*What the exercise asks:* Rewrite the entries below, replacing "purple ball" with "orange cone" wherever it occurs and leaving everything else unchanged.

*Material to process:*
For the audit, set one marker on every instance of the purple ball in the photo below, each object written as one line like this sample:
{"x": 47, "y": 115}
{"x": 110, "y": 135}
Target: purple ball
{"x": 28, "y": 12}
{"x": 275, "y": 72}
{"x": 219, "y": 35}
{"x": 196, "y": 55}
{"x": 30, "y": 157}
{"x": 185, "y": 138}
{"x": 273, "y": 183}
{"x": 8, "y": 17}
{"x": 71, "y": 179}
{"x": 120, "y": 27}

*The result:*
For the audit, set one marker on every instance of the orange cone in the photo below, each object written as one line like this sample:
{"x": 47, "y": 115}
{"x": 110, "y": 135}
Target: orange cone
{"x": 28, "y": 12}
{"x": 275, "y": 72}
{"x": 219, "y": 35}
{"x": 196, "y": 55}
{"x": 30, "y": 157}
{"x": 185, "y": 138}
{"x": 273, "y": 183}
{"x": 8, "y": 17}
{"x": 71, "y": 179}
{"x": 120, "y": 27}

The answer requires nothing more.